* AIM *
Locate each line in the material below that contains the word "ceiling" and copy those lines out. Case must match.

* DATASET EXCERPTS *
^^^^
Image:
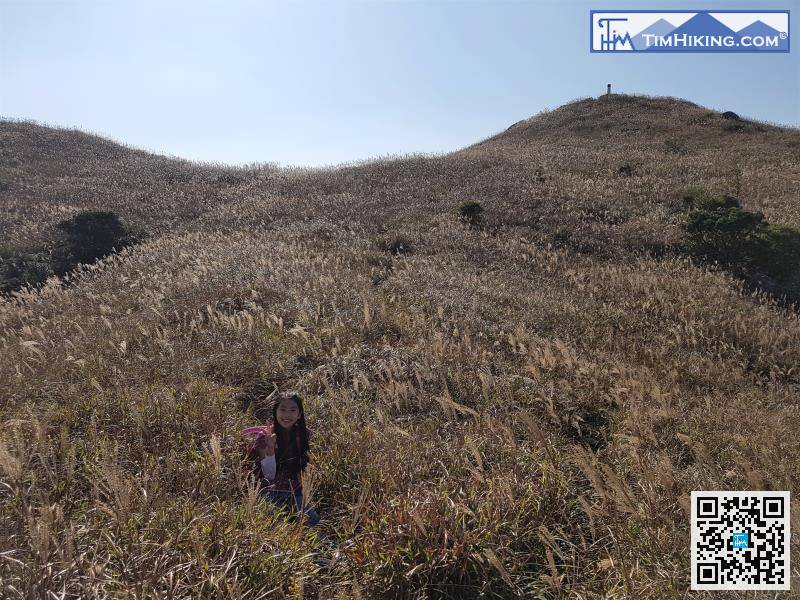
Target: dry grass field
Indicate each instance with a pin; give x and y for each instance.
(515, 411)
^^^^
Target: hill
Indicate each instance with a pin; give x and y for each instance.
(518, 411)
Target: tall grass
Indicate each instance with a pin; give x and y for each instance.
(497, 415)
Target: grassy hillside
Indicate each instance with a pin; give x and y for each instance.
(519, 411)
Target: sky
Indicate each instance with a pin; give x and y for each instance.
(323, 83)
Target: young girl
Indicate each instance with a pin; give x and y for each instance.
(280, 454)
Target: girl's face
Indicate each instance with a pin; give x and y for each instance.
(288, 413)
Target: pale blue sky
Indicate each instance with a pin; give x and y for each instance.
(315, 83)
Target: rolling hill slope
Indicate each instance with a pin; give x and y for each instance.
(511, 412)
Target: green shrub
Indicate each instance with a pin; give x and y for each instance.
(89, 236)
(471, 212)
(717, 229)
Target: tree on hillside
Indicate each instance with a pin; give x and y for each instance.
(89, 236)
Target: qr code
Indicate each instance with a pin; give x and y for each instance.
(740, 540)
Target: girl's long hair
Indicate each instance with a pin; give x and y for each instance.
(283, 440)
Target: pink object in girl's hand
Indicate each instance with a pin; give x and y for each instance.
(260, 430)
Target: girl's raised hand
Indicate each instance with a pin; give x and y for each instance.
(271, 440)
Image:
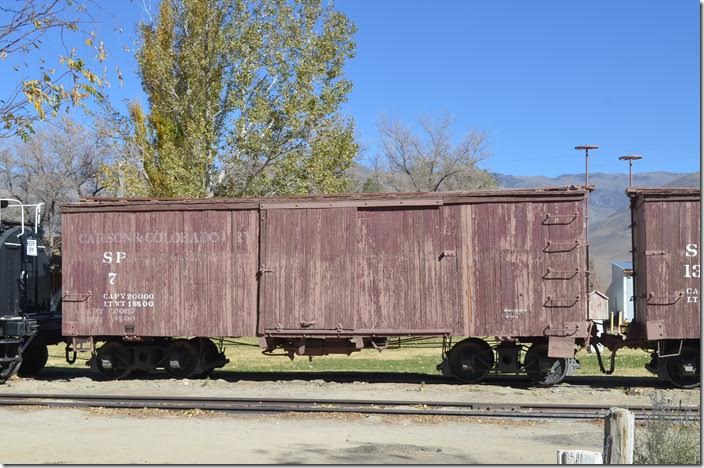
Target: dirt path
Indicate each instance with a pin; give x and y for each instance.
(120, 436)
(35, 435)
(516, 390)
^^^^
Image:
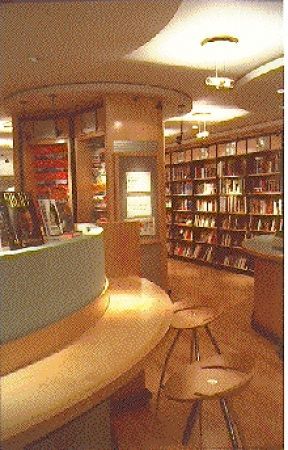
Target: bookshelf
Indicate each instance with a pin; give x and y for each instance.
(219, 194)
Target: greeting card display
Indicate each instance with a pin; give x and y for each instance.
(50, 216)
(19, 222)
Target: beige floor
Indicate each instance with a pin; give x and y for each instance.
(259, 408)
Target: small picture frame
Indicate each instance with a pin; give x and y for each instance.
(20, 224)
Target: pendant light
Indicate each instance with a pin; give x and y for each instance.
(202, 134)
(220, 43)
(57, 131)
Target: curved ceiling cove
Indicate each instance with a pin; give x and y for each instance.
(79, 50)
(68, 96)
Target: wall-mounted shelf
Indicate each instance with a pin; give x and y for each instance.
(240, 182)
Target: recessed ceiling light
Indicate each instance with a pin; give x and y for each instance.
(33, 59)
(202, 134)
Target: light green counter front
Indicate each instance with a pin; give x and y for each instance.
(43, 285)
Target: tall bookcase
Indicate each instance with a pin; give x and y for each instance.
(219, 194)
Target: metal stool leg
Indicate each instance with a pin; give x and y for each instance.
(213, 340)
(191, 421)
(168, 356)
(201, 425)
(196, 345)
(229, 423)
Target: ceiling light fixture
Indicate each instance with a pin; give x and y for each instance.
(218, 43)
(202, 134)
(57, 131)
^^^^
* OUTPUT OF THE TASK *
Target: curved ceiling cove
Target: recessed ceiling light
Target: ceiling light fixture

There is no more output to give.